-- START --

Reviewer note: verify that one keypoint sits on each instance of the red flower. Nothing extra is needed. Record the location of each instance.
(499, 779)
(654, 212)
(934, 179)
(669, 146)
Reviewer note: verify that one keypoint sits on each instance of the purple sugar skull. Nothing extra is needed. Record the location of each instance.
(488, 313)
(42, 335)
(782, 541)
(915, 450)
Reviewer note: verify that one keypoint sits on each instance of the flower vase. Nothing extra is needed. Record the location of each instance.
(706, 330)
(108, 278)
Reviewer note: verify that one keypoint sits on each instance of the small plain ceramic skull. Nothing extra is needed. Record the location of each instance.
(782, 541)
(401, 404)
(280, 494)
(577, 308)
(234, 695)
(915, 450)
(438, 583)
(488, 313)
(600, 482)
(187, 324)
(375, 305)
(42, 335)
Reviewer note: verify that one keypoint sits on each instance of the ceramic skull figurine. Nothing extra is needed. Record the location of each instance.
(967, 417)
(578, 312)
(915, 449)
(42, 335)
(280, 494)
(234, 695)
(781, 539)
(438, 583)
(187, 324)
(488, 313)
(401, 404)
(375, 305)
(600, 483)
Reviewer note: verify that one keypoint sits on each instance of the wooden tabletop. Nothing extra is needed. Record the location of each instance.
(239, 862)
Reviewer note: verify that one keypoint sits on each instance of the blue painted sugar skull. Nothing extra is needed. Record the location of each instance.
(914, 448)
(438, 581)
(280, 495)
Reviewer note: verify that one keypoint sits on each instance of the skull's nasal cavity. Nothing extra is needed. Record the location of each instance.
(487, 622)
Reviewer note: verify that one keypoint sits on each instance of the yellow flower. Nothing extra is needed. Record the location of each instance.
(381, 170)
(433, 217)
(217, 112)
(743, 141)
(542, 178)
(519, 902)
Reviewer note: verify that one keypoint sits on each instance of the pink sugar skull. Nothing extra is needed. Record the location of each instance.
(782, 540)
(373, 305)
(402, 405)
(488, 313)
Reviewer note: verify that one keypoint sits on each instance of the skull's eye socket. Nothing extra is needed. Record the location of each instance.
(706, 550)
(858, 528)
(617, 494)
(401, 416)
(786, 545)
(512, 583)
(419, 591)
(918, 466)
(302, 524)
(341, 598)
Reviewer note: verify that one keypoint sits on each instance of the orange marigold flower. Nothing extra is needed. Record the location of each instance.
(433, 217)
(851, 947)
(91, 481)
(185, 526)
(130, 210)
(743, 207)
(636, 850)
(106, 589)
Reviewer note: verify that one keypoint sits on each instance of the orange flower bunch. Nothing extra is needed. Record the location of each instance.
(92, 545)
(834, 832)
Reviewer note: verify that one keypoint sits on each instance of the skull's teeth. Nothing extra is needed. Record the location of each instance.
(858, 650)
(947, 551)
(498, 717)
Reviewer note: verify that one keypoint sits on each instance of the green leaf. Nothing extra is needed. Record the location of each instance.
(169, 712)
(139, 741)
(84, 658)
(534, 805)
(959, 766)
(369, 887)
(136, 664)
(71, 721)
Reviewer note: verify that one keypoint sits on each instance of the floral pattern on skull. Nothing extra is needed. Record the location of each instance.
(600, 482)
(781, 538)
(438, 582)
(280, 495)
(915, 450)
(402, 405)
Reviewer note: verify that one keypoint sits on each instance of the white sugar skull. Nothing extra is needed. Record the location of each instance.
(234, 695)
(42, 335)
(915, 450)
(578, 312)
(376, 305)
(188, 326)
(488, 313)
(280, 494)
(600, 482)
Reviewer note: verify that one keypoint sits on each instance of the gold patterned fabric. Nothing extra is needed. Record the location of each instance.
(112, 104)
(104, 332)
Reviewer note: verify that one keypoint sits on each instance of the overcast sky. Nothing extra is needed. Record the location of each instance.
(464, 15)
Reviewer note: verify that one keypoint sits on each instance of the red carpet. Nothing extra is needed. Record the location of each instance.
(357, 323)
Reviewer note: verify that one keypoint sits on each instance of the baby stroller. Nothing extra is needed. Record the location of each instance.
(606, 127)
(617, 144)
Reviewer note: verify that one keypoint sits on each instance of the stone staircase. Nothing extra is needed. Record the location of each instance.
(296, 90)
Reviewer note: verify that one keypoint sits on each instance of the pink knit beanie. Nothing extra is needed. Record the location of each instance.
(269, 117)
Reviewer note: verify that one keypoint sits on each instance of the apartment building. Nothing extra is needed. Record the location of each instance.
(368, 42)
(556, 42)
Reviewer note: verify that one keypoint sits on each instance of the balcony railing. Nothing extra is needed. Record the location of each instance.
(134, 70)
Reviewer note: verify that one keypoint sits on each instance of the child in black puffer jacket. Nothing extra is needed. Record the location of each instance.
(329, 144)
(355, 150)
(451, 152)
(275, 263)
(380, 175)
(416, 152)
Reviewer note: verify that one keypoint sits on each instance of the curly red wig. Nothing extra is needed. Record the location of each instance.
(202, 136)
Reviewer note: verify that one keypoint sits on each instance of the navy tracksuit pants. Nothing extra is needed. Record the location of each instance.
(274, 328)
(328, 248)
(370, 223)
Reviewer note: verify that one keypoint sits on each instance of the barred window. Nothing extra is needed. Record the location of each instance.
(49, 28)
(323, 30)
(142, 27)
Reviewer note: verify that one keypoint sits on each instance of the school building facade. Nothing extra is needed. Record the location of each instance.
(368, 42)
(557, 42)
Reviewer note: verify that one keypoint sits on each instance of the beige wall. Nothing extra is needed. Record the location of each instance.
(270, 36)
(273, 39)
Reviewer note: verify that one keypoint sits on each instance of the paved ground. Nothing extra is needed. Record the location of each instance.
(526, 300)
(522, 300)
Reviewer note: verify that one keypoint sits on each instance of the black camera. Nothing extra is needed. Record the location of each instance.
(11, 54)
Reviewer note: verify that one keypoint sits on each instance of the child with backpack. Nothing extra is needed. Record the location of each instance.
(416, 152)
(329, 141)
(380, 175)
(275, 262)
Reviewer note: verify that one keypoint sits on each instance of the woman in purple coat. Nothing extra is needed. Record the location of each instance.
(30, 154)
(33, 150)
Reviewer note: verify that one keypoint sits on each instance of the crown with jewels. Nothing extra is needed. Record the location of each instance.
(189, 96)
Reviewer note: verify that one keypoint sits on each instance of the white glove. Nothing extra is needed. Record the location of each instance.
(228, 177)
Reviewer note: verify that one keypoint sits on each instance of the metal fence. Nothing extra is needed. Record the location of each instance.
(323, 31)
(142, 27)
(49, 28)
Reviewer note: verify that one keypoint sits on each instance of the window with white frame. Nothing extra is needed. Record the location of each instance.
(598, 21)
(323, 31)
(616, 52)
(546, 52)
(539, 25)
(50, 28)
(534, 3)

-- END --

**Task to carry out:** Rewrite the stretch of the data from the line containing "of the metal" through the end, replacing "metal fence" with "iron fence" and leaving everything else unchanged.

**Exercise answer:**
Reviewer note: verify that one keypoint sits on each instance of the iron fence. Nothing extra is needed. Record the location of each instance.
(323, 31)
(142, 27)
(49, 28)
Reviewer note: verify that one keypoint sits on each instance of the window with white frame. Nothing extra is needed. Record the location of each instance.
(598, 21)
(323, 31)
(616, 52)
(546, 52)
(539, 25)
(50, 28)
(534, 3)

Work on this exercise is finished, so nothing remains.